▶ **Task instructions**
Exact copy, pictures excluded: output the lines from the opening of the entries through the line bearing "distant glider, pixel".

▶ **Data excerpts**
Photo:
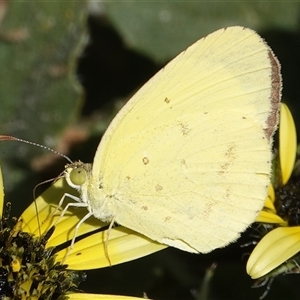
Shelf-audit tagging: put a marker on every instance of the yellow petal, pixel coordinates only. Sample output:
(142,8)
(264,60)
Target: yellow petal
(270,217)
(43,213)
(269,203)
(77,296)
(287,143)
(123,245)
(274,249)
(1,193)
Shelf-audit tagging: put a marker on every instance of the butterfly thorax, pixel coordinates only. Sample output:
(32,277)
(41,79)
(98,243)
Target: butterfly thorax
(79,176)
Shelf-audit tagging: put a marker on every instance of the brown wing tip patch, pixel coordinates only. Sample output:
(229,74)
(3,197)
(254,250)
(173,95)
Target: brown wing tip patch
(276,80)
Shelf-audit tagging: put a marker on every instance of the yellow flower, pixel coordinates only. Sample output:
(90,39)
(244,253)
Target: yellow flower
(43,272)
(275,252)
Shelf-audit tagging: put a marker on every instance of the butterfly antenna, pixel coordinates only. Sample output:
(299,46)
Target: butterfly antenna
(4,137)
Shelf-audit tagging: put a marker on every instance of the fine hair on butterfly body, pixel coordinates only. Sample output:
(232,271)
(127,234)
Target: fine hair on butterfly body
(187,161)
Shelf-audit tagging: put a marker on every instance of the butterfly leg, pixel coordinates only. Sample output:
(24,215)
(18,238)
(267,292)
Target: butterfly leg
(76,228)
(107,238)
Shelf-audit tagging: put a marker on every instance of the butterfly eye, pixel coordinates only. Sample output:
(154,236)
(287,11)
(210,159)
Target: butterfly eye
(78,176)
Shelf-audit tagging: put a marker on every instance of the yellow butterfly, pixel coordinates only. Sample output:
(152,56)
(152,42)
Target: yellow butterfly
(187,161)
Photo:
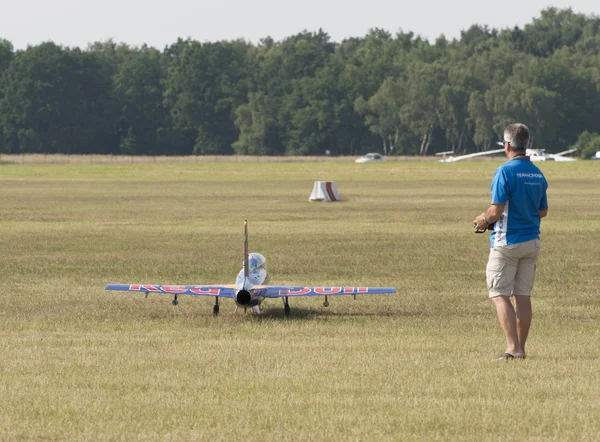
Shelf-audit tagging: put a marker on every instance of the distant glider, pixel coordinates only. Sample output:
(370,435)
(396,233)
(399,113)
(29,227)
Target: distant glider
(248,290)
(534,154)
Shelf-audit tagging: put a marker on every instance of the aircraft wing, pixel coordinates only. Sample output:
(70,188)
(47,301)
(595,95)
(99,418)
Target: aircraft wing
(565,152)
(224,291)
(294,291)
(471,155)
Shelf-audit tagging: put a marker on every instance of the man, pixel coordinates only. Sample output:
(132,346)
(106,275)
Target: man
(518,203)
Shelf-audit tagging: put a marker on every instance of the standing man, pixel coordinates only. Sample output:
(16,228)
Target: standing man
(518,203)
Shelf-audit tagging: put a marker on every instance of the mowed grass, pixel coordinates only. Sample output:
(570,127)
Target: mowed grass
(79,363)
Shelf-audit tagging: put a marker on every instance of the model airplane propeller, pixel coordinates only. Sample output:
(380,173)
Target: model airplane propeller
(248,290)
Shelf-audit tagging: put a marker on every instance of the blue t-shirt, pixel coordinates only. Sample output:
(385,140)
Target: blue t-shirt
(521,186)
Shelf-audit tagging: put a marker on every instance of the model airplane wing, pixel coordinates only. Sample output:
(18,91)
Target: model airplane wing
(223,291)
(284,291)
(471,155)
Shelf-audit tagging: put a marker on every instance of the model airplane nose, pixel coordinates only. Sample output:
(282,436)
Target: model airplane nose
(243,297)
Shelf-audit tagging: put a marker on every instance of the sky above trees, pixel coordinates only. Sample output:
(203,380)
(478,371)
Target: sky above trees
(76,23)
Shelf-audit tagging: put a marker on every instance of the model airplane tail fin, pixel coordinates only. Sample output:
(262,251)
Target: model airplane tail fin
(246,267)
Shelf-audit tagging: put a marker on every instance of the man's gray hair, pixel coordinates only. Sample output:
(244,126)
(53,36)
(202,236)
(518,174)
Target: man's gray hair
(517,135)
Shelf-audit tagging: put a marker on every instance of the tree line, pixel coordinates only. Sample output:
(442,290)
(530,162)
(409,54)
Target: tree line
(307,95)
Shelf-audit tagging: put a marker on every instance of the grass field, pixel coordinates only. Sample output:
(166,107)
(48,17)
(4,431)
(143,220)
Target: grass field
(79,363)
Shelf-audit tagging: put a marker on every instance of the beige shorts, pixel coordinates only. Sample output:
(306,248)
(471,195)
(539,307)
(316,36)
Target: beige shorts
(511,269)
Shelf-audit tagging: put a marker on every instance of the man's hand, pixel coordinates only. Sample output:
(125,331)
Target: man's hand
(480,224)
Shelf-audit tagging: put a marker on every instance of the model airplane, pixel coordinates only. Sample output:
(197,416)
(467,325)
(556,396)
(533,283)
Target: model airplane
(248,290)
(534,154)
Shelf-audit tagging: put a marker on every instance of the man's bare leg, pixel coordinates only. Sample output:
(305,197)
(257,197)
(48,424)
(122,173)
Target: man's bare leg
(508,322)
(523,313)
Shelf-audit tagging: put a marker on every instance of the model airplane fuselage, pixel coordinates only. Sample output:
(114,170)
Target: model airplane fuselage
(249,289)
(534,154)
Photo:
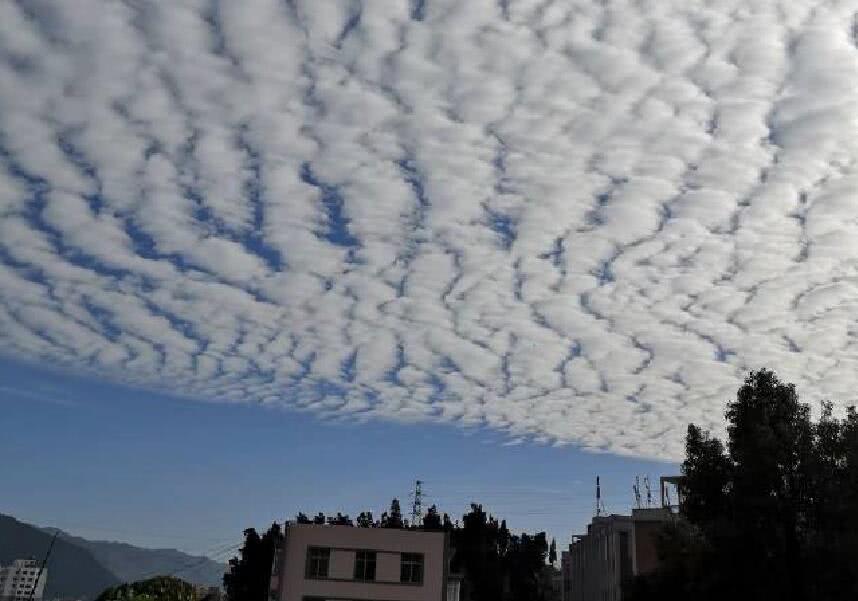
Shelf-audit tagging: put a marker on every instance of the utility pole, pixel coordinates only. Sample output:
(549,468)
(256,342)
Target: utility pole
(417,504)
(42,567)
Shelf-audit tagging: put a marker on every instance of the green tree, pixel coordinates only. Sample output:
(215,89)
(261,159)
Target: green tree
(769,515)
(160,588)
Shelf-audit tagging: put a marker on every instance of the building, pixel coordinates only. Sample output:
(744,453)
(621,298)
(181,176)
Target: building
(344,563)
(599,562)
(18,580)
(615,549)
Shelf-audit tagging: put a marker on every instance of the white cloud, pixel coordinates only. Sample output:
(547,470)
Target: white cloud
(573,221)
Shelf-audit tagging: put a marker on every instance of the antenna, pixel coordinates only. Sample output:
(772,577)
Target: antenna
(417,504)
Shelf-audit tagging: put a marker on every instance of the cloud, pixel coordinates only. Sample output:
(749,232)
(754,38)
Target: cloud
(571,221)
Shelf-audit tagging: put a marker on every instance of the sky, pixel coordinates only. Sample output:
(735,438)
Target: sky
(109,462)
(562,222)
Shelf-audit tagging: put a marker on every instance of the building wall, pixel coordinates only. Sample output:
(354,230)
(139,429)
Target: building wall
(648,523)
(16,581)
(600,561)
(344,541)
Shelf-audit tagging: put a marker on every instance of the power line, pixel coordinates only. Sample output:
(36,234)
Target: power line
(42,567)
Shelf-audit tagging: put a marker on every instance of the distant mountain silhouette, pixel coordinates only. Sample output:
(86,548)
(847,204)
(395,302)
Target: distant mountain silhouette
(130,563)
(84,568)
(72,570)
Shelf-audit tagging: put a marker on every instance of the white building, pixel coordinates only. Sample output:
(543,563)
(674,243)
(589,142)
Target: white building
(17,581)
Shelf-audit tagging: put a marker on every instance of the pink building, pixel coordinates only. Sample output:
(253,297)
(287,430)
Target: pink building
(345,563)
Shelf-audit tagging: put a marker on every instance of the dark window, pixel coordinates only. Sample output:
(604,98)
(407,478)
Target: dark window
(411,568)
(318,559)
(365,565)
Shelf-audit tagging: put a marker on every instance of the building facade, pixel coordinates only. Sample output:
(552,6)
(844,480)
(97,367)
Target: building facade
(615,549)
(18,580)
(344,563)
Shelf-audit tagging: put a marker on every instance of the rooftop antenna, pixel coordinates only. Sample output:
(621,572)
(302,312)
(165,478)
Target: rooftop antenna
(417,504)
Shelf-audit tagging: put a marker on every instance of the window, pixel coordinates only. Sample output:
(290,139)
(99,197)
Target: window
(365,565)
(318,559)
(411,568)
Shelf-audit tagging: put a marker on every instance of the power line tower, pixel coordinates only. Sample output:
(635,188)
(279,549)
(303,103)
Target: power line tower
(417,504)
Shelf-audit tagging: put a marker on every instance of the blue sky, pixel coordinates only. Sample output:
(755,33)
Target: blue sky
(378,241)
(111,462)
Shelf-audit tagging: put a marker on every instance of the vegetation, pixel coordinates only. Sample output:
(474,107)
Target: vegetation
(249,575)
(498,565)
(771,514)
(161,588)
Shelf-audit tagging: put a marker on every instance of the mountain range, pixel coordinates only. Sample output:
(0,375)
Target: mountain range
(81,569)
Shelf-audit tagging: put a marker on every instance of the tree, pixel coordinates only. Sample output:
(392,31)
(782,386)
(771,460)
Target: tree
(249,576)
(771,513)
(432,520)
(394,518)
(160,588)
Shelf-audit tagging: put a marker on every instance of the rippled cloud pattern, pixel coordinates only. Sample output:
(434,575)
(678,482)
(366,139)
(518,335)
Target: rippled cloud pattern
(572,221)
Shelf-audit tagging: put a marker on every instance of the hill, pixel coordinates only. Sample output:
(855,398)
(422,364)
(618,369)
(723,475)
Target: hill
(72,571)
(84,568)
(130,563)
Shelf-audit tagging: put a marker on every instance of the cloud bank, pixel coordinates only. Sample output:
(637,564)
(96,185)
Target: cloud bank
(574,221)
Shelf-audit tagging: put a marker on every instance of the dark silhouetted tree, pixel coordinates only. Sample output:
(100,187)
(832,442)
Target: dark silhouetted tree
(249,575)
(432,521)
(772,514)
(394,518)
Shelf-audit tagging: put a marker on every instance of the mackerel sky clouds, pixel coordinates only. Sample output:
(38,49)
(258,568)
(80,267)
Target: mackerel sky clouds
(570,221)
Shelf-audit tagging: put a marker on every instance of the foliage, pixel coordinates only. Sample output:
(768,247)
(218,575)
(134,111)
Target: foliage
(161,588)
(498,565)
(249,576)
(769,515)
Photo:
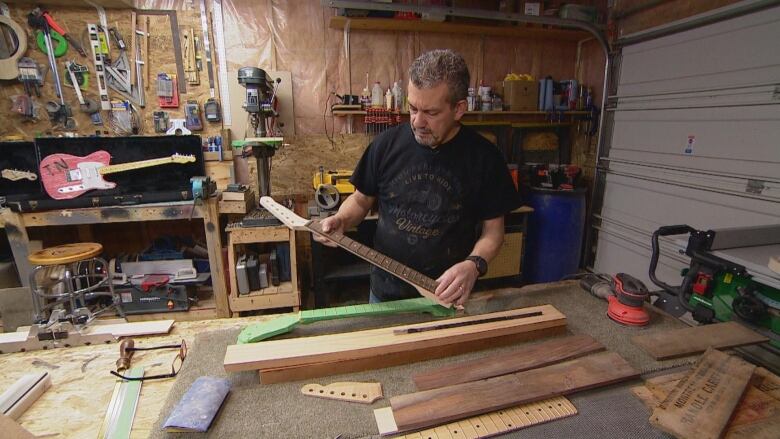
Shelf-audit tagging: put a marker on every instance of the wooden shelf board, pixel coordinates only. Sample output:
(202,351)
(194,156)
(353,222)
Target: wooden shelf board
(282,288)
(384,24)
(206,309)
(271,297)
(477,113)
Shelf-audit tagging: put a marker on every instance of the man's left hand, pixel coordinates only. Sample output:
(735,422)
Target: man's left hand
(456,283)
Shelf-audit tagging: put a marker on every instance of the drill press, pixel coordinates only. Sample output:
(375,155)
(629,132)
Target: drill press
(265,137)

▶ **Answer to this exercise**
Photo:
Shelf-audit tagging: put a marker on every instance of the yellow petal, pixel coordinates only. Sample output:
(142,8)
(264,60)
Target: yellow petal
(270,217)
(43,213)
(269,203)
(77,296)
(287,143)
(123,245)
(274,249)
(1,193)
Shelf-audit tagging: put a marker on every instance of the butterfly thorax, pixel coordinates only. Sample output:
(32,277)
(41,79)
(98,243)
Target: butterfly thorax
(79,176)
Shelf-audit tagging: put a marker on every instance of the brown wing tip patch, pixel coordinates only. Sample output:
(229,74)
(3,197)
(254,250)
(173,95)
Target: brown wing tip patch
(276,80)
Shelf-audit tagging: put a marker on every instance of the yellow flower, pixel coordinates only. Sample output:
(90,39)
(244,253)
Target: yellow flower
(43,272)
(275,252)
Shelf-audit tagging: put a marker on every instance of the butterfly antenna, pixel coordinates only. Sample output:
(299,46)
Target: butterfly antenna
(4,137)
Shelf-audit tagging: put a marker on every instance of the fine hair on butterfly body, pixel coordinates only. Sample output:
(232,271)
(127,234)
Target: fine hair on butterfly body
(187,161)
Shelf-audit tagging: put a marker on every instance of the butterfly leg, pixel coordinates only. Sample output:
(24,215)
(18,238)
(267,292)
Target: butterfly leg
(76,228)
(107,238)
Shelf-audit tagging: put a marker on every instance of the butterfly eye, pixel coordinates only. Sample output:
(154,236)
(287,11)
(210,159)
Target: butterfly eye
(78,176)
Shelf-audit tagging: put a marker on every instance of the yellow butterfly, pixel coordinates only. Sample output:
(152,56)
(152,42)
Target: yellow butterfly
(187,161)
Photo:
Shelf-audit tagging: put a marker on every instance of the distant glider, pixel coordinates only. Sample output:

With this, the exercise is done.